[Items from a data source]
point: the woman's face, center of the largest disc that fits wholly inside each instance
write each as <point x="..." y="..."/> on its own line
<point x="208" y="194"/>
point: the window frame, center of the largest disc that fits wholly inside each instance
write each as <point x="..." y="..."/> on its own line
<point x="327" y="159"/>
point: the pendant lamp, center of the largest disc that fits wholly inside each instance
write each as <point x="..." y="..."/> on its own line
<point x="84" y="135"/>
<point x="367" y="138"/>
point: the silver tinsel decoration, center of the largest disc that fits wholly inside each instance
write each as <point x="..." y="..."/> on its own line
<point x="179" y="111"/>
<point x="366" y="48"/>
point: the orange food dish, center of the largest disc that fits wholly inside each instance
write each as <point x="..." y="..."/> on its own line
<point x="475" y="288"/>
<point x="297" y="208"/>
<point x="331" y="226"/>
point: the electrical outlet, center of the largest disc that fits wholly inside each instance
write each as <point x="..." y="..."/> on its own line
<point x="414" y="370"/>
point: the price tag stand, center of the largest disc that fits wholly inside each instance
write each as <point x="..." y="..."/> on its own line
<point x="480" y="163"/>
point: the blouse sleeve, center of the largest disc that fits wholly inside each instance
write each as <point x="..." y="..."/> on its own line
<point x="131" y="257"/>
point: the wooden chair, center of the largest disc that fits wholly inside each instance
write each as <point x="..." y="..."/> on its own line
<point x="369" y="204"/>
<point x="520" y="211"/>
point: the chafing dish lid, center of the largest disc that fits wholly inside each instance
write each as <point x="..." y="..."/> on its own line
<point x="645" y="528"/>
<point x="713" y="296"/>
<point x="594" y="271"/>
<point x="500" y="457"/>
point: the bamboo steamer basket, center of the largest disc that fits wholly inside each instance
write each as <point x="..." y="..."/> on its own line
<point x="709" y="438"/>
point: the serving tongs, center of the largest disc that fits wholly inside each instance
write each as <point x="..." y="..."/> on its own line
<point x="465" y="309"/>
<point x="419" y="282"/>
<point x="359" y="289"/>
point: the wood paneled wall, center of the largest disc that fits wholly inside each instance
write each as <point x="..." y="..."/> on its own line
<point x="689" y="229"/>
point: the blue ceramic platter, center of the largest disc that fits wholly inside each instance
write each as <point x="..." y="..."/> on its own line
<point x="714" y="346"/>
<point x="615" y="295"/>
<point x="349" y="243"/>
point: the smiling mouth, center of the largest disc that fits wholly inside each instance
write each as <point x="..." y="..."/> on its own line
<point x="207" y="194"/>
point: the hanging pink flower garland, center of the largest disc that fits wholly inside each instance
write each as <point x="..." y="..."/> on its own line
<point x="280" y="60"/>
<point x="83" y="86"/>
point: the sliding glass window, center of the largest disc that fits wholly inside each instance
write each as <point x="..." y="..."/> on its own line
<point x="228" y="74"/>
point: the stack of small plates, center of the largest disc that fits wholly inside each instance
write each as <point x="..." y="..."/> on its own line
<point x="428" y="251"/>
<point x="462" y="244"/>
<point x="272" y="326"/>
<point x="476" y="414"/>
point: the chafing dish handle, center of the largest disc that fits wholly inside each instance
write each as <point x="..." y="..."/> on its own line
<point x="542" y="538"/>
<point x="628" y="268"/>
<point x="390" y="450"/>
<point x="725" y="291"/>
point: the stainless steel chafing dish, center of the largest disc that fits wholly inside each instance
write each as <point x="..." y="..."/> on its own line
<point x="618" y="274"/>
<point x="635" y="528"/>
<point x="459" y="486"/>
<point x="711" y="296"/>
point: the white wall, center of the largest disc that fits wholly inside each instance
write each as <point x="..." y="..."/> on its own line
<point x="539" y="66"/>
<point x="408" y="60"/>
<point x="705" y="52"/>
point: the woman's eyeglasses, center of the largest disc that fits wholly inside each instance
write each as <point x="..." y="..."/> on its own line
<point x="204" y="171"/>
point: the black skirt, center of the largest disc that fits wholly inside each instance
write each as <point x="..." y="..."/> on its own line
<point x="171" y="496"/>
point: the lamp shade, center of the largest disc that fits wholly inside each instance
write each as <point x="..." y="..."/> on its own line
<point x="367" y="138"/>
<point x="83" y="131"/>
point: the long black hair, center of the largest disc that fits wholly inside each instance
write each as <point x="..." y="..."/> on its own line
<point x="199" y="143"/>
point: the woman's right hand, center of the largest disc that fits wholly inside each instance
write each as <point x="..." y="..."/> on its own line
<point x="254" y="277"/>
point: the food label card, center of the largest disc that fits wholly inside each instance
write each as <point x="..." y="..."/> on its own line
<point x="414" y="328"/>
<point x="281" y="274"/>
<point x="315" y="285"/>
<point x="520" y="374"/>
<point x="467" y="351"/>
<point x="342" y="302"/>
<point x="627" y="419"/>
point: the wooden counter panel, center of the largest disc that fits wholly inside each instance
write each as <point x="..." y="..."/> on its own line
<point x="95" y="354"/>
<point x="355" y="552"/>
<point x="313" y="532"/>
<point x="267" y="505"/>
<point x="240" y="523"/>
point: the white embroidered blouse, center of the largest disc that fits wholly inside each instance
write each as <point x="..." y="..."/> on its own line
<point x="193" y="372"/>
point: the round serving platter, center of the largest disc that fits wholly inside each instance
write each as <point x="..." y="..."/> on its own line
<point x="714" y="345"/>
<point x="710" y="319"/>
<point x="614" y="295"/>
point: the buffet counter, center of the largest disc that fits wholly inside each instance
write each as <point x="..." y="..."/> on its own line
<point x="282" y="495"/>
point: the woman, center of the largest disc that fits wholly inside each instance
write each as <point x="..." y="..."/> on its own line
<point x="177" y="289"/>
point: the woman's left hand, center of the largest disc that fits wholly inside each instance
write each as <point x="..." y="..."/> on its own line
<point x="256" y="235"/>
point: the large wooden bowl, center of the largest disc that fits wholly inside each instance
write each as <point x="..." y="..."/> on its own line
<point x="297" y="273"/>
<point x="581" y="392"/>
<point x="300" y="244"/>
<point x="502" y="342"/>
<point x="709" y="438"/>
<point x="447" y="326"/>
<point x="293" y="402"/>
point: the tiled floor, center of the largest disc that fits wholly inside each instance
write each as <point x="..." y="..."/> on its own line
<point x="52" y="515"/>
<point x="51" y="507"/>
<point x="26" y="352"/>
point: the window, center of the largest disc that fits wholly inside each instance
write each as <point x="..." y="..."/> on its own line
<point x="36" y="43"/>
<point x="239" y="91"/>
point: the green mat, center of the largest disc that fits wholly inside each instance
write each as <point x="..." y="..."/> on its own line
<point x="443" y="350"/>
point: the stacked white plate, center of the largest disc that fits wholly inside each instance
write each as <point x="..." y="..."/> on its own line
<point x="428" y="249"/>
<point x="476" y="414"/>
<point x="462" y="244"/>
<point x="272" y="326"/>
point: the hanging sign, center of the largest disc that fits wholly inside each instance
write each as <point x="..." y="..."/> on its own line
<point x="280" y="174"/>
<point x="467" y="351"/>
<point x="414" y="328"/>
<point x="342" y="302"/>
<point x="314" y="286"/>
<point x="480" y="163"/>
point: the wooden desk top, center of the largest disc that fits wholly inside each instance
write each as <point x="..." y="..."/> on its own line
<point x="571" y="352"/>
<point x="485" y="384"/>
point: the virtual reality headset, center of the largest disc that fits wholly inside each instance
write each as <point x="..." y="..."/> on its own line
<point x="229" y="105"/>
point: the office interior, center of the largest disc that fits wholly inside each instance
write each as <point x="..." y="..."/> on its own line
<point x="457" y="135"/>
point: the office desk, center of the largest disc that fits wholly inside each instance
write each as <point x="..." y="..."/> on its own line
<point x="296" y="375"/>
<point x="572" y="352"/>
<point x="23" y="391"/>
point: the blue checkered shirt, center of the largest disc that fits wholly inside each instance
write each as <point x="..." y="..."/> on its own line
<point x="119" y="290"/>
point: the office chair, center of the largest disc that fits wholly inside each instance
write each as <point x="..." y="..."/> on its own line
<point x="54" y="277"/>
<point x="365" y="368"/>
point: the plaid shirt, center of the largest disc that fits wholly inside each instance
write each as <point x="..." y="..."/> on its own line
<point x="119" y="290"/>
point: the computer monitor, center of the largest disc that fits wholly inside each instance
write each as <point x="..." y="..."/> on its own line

Task prompt -
Write out, word for word, every line from the one containing "point: the hanging sign, center" through the last line of the records above.

Solution to the problem -
point: the hanging sign, center of the largest disc that fits wholly inside each instance
write each as <point x="..." y="..."/> on its own line
<point x="280" y="174"/>
<point x="467" y="351"/>
<point x="414" y="328"/>
<point x="342" y="302"/>
<point x="314" y="286"/>
<point x="480" y="163"/>
point: the wooden desk top, center of the largest disc that fits wholly inside each instance
write each as <point x="..." y="..."/> on its own line
<point x="571" y="352"/>
<point x="485" y="384"/>
point: the virtual reality headset, center of the largest disc that fits wholly inside each instance
write each as <point x="..." y="..."/> on its own line
<point x="229" y="105"/>
point: the office interior, center of the largest disc that fits wholly inside each instance
write each as <point x="..." y="..."/> on its own line
<point x="457" y="135"/>
point: the office desk, center of the largest disc that fits wholly inside each instance
write each as <point x="..." y="..."/> on its own line
<point x="296" y="375"/>
<point x="572" y="352"/>
<point x="23" y="391"/>
point: the blue checkered shirt, center of the largest disc that fits wholly inside each instance
write each as <point x="..." y="..."/> on its own line
<point x="119" y="290"/>
point: the office chair, center of the largest disc that fits wholly inside each instance
write each as <point x="..." y="..."/> on its own line
<point x="54" y="277"/>
<point x="365" y="368"/>
point: the plaid shirt, center of the largest disc that fits wholly inside each instance
write each as <point x="..." y="..."/> on its own line
<point x="119" y="290"/>
point: the computer monitor, center of the largest disc that fits wholly inside each instance
write each as <point x="..." y="..."/> on its own line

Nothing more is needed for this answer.